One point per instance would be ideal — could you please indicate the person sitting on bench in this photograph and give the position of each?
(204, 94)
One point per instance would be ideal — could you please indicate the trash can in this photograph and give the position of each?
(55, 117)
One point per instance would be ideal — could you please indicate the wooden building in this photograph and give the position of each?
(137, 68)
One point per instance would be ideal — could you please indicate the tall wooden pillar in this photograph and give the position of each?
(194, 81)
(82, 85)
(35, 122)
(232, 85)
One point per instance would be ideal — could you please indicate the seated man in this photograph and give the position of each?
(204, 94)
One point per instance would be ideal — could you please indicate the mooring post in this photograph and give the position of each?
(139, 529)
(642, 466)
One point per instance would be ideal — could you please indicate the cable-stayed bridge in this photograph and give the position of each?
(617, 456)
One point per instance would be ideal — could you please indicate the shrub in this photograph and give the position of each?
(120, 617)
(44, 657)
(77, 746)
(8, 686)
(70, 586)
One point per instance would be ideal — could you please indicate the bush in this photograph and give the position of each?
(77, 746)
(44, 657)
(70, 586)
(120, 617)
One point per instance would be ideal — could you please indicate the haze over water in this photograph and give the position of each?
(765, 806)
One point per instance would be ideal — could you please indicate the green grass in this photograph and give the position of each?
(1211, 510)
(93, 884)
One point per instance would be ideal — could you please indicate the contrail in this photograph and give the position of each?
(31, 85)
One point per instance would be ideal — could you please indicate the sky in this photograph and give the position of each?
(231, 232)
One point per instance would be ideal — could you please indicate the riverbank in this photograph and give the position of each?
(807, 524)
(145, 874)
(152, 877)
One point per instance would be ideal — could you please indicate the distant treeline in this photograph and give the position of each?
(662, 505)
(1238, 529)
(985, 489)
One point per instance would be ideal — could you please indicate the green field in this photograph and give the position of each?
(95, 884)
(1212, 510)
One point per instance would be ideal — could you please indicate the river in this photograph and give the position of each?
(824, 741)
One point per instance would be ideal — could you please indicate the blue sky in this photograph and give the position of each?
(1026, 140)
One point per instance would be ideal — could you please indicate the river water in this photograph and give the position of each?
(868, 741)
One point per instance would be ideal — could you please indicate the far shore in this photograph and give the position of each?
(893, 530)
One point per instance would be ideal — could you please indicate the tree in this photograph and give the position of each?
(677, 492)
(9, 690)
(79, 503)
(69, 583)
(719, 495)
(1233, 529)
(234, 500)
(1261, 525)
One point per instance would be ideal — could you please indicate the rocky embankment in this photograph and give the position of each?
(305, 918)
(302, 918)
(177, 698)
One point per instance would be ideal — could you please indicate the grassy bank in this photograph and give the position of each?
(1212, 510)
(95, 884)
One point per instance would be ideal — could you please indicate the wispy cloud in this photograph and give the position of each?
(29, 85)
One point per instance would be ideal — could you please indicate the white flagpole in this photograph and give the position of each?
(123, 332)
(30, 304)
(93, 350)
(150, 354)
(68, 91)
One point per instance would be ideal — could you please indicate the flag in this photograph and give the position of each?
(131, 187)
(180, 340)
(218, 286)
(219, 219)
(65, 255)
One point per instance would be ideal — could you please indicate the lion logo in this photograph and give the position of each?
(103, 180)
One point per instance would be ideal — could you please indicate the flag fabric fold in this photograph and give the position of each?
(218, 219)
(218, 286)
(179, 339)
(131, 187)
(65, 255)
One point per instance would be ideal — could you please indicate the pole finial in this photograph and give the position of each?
■ ■ ■
> **Requirements**: Return every entry verbatim.

> **Expected answer**:
One point per instance would be ideal — could you please indicate the person sitting on bench in this photograph and give the position of each?
(204, 94)
One point per instance would be ideal — could you please indicate the trash can in this photograph and give the position of each?
(55, 117)
One point per instance would be ideal — could you please indicate the wooden building in this photograph and give the position of each?
(137, 68)
One point per instance would be ideal — could you please indicate the tall wooden pillar in this photograph and give the position of each?
(194, 81)
(82, 85)
(35, 122)
(232, 85)
One point per instance would be ideal — could you please indicate the seated man in this photograph and give the position of each?
(204, 94)
One point per instance would be ideal — could you please indicate the mooring post in this photograph and give the position of each?
(139, 529)
(642, 466)
One point per instance would be ideal — could you please indicate the cable-stayed bridge in this photograph and give the position of each?
(617, 456)
One point per instance would be ideal — could you please indicate the shrub in this photograph and give the position of each?
(120, 617)
(44, 657)
(77, 746)
(8, 686)
(70, 586)
One point per instance would be ideal — could you please indicate the bush in this photograph and give the position of each?
(77, 746)
(44, 657)
(70, 586)
(120, 617)
One point per instance would be ideal — could you please indicate the haze over water in this photograph and give the position of each?
(765, 806)
One point per instance would be ideal — could you please indicate the green grass in this photograph and give the position of each?
(1211, 510)
(93, 884)
One point per instance would be ideal — could you please indicate the contrail in this photograph and give the position of each?
(31, 85)
One point per instance would be ideal — could you please indicate the sky in this photograph and give the position of each?
(231, 232)
One point per instance would be ideal — could you please indicate the riverbank in this photograph and give the position of each?
(807, 524)
(145, 874)
(152, 877)
One point per instance would be ideal — could you please indicate the distant treeline in this photograph and give the position of each?
(662, 505)
(1238, 529)
(985, 489)
One point per instance would be ideal — could you please indicate the green field in this photograph and give the position of each?
(95, 884)
(1212, 510)
One point per instance would be ideal — could you please indicate the river in this photograph and give the position of each?
(824, 741)
One point per instance would be ideal — could you please indicate the blue sky in this photograph and give the position of each?
(1026, 140)
One point per instance would be ideal — could you please indicate the river water in this photograph and give the position of each?
(868, 741)
One point per instance would be ideal — could you please indicate the far shore in this photograph and give the position of each?
(893, 530)
One point per instance would be ideal — could you please indicate the tree in this photograph and give the position of each?
(677, 492)
(9, 690)
(79, 503)
(69, 583)
(719, 495)
(1233, 529)
(234, 500)
(1261, 525)
One point per instance would be ideal — could you please indicate the rocky embankment in this photograph and give the position of each?
(305, 918)
(302, 918)
(177, 698)
One point per instance would be ideal — could you please indicate the grassy bank in this photograph and give the position of each?
(1212, 510)
(95, 884)
One point per instance would be ideal — could you please indicate the wispy cloud in this photograph and give the position of each?
(29, 85)
One point per instance would be ideal — could you please indicate the white flagpole in this photograph and give the position of each?
(123, 332)
(30, 304)
(93, 350)
(150, 354)
(68, 91)
One point per instance would be ideal — could you please indicate the flag in this photograph and give the position of each?
(131, 187)
(180, 340)
(218, 286)
(219, 219)
(65, 255)
One point per instance would be ideal — could you please indicate the lion logo in this photograph and give the position of each?
(103, 180)
One point per instance would be ideal — could you please indicate the flag fabric fold in this photograph and give the position of each?
(218, 219)
(218, 286)
(179, 339)
(131, 187)
(65, 255)
One point per instance would be ideal — could you please indicate the pole finial in this photograph and give the position of each?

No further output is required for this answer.